_WHAT YOU SHOULD DO_. If a line in the following entries contains the string "beige", it counts toward the total; report only that total.

+ + + + + + +

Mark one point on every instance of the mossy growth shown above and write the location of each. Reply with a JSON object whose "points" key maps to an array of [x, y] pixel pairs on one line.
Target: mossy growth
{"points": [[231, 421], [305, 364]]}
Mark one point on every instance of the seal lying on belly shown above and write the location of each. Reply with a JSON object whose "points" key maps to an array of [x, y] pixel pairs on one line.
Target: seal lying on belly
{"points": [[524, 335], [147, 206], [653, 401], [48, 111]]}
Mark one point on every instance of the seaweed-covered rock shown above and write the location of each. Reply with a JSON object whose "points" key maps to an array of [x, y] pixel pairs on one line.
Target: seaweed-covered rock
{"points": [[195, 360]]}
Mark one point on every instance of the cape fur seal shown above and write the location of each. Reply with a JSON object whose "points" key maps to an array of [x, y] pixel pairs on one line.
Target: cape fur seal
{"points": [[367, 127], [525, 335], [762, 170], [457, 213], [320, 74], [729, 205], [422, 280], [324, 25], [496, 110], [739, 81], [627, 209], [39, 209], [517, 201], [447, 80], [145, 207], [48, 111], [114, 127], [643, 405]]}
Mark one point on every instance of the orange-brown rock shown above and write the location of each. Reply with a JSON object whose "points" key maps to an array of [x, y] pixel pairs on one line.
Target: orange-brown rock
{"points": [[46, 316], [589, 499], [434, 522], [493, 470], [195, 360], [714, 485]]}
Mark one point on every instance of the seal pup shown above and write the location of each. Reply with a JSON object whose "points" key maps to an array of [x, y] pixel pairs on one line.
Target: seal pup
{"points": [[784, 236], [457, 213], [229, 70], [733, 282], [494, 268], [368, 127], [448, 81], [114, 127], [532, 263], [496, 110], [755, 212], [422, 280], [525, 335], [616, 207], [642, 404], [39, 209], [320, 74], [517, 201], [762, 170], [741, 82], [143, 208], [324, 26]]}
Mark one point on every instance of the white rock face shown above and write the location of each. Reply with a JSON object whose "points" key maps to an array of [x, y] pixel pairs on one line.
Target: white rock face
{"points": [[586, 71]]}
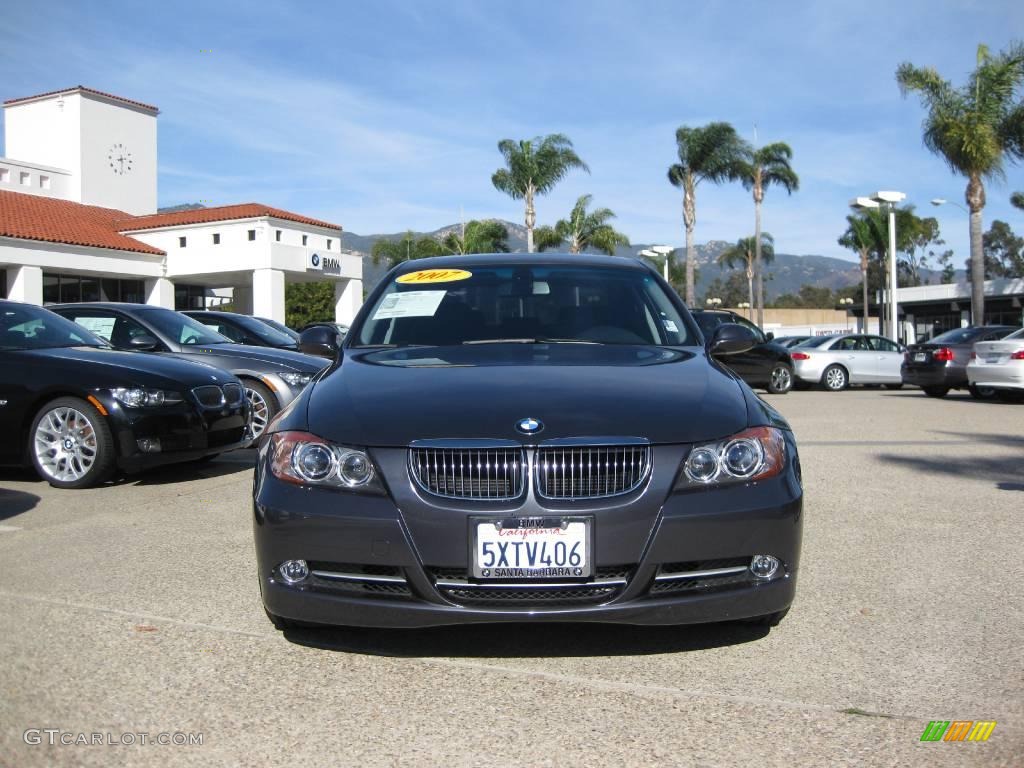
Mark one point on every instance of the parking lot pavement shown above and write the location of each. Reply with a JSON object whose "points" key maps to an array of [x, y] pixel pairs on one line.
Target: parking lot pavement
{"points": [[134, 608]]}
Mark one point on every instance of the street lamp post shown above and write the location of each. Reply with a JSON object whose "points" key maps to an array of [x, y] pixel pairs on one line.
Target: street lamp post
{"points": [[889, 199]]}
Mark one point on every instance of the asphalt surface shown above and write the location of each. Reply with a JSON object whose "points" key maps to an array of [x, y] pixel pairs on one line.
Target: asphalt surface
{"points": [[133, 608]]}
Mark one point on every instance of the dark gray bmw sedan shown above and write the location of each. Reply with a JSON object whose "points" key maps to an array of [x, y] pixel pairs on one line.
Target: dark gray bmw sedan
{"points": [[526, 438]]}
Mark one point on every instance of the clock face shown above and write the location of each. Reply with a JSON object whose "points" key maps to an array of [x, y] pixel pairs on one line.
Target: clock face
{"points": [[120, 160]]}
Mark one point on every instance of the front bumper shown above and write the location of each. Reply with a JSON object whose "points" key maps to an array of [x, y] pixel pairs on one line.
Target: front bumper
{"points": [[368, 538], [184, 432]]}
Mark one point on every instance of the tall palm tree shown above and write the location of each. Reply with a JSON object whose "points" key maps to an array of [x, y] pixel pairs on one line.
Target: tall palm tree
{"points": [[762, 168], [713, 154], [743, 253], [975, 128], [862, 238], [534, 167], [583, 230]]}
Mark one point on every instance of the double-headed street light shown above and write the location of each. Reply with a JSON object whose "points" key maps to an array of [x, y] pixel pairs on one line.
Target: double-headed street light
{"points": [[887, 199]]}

+ + + + + + +

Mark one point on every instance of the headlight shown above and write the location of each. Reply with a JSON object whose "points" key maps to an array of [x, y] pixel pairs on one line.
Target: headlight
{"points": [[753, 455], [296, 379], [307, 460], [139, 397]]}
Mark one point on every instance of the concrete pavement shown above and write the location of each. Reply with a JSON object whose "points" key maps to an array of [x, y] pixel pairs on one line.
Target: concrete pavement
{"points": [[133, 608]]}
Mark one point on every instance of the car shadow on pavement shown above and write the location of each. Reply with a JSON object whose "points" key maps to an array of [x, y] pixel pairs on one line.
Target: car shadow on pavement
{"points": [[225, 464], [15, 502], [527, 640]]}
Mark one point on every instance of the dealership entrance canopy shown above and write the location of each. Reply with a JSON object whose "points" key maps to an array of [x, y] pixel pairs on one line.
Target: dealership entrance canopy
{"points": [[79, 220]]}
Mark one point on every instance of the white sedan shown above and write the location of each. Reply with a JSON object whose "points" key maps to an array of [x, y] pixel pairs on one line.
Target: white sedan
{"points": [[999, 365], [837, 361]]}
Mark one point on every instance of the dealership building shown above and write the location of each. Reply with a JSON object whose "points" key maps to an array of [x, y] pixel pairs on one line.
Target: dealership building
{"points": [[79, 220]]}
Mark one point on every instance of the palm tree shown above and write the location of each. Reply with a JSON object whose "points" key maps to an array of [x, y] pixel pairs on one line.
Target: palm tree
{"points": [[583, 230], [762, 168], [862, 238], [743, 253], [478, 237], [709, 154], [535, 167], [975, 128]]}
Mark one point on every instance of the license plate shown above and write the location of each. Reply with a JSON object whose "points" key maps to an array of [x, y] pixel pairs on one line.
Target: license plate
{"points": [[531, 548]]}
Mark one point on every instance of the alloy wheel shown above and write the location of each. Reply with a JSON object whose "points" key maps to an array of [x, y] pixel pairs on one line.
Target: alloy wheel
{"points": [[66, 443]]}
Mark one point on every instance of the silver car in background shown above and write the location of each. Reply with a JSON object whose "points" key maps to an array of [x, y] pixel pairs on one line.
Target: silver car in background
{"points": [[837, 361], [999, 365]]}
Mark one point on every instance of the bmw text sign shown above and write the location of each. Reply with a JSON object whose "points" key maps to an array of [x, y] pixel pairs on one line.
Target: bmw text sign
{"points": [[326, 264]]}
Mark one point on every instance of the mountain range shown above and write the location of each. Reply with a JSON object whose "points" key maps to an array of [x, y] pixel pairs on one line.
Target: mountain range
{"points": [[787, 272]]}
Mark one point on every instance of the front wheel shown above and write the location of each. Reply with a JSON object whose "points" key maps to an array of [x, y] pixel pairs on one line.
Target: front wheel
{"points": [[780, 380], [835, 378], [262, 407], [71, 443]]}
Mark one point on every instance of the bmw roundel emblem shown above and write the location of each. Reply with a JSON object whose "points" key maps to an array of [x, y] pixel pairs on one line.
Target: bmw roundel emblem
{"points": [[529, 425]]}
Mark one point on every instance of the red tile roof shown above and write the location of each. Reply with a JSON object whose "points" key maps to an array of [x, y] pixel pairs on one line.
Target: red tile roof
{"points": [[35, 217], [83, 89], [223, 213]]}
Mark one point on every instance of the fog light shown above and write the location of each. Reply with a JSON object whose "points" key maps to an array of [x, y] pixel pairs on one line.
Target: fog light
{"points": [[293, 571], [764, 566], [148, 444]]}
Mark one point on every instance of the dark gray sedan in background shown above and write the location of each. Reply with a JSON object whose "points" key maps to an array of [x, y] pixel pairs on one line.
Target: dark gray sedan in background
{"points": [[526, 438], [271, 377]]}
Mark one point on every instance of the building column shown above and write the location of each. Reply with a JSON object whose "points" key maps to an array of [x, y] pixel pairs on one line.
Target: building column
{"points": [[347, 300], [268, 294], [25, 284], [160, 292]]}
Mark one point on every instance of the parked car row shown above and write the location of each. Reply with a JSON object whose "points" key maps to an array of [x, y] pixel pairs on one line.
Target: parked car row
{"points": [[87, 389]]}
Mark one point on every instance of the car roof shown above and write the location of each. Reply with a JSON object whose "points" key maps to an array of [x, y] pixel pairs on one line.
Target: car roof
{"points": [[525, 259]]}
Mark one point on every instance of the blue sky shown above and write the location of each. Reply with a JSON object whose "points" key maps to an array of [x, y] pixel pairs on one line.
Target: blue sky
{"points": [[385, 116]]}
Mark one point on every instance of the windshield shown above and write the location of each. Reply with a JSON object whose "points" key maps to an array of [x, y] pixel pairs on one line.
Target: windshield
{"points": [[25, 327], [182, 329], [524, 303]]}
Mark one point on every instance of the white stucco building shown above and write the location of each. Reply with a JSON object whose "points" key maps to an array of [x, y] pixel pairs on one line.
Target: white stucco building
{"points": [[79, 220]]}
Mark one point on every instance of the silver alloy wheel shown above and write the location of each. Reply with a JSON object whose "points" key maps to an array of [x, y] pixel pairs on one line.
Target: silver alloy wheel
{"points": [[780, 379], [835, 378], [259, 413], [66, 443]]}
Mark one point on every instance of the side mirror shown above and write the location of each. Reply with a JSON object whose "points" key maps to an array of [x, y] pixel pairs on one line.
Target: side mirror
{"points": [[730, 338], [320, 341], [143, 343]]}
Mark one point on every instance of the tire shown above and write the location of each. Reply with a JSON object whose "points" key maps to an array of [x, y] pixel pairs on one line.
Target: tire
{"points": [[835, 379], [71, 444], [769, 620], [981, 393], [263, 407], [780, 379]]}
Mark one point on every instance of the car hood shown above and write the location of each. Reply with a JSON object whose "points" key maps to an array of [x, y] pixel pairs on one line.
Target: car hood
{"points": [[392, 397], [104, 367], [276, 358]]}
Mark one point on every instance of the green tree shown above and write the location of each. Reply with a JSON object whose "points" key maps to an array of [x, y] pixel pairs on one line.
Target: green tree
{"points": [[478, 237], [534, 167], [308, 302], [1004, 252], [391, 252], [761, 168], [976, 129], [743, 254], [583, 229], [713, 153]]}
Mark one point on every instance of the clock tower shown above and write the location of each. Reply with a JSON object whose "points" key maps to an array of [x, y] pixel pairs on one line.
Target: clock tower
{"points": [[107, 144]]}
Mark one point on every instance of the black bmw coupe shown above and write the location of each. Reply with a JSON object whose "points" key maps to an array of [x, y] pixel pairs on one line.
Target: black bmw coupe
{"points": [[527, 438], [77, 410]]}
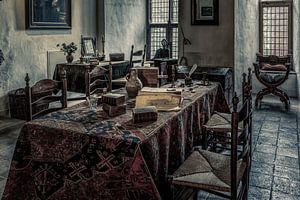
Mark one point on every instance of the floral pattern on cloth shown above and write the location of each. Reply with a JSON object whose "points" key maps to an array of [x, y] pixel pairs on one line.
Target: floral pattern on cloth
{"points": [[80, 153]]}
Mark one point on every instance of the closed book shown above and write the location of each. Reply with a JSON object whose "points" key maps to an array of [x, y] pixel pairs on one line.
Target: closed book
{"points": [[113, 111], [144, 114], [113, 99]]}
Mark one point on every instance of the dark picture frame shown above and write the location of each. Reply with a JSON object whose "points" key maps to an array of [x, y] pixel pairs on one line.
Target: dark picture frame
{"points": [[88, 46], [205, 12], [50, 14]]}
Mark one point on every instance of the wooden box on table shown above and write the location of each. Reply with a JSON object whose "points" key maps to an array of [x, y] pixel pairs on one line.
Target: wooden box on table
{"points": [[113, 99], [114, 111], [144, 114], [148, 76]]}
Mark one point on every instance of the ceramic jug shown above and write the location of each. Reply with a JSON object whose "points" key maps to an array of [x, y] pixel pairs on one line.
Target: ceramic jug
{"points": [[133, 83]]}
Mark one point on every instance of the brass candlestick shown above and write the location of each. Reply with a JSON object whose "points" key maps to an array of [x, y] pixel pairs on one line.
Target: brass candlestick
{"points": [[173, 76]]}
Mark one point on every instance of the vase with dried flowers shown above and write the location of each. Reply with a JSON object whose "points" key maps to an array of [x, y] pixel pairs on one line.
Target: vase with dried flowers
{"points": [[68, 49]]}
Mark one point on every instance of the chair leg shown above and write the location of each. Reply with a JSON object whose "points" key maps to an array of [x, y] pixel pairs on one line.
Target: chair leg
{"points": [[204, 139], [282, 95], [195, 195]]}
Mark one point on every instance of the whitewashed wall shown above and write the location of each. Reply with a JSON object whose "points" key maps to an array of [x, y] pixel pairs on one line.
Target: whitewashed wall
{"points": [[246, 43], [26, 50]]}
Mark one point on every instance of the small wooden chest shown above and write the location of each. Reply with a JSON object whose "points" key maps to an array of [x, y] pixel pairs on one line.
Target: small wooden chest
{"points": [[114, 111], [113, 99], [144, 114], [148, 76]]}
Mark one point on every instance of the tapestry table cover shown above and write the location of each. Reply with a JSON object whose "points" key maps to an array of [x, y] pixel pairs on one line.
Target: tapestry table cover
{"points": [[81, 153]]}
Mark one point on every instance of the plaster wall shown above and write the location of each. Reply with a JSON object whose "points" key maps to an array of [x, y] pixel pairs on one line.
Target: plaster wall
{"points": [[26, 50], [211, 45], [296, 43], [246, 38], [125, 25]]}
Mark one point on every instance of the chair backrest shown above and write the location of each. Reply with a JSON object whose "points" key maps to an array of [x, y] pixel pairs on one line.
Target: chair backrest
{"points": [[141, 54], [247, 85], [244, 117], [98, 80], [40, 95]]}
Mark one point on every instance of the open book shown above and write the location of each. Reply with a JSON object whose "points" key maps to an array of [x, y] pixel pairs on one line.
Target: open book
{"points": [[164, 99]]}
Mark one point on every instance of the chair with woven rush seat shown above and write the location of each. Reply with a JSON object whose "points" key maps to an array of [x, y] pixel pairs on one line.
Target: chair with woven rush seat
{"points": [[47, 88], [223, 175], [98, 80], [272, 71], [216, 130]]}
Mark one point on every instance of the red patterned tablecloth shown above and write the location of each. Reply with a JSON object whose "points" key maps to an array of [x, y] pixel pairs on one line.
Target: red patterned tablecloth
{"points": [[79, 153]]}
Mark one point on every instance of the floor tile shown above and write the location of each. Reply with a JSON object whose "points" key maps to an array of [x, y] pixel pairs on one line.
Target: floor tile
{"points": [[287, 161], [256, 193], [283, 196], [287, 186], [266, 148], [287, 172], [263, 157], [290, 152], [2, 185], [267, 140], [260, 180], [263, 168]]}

+ + + + + + +

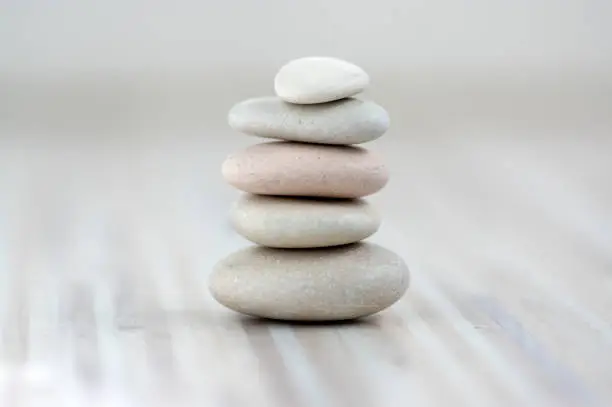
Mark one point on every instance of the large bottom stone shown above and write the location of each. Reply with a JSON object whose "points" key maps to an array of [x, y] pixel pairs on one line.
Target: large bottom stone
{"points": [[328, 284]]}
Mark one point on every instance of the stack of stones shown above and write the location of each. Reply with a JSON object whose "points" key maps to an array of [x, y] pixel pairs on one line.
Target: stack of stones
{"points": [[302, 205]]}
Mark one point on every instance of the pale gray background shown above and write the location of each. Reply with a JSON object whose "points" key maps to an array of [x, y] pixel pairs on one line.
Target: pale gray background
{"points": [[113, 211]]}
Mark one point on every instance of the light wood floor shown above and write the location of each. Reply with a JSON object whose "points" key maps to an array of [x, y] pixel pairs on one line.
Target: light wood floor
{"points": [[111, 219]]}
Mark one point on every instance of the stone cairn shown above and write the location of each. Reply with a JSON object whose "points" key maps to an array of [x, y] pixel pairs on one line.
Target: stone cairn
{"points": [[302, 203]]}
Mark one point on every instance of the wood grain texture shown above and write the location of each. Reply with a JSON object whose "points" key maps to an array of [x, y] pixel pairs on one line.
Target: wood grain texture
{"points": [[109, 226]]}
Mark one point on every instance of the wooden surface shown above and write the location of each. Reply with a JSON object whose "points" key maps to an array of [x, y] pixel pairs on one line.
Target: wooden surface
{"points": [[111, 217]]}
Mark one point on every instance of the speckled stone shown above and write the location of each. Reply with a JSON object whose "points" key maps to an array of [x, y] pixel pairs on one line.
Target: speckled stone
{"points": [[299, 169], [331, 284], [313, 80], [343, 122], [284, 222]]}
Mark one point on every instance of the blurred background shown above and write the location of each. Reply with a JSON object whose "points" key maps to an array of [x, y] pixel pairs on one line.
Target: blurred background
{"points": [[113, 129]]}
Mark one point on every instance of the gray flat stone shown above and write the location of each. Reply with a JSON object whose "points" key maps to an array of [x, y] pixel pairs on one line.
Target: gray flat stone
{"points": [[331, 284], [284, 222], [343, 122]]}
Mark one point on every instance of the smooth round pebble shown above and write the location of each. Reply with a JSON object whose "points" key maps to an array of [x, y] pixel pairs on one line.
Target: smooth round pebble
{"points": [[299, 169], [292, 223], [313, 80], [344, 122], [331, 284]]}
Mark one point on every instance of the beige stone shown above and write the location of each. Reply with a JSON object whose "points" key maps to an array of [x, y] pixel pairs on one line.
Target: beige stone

+ + + + + + +

_REPLY TO THE EXERCISE_. 2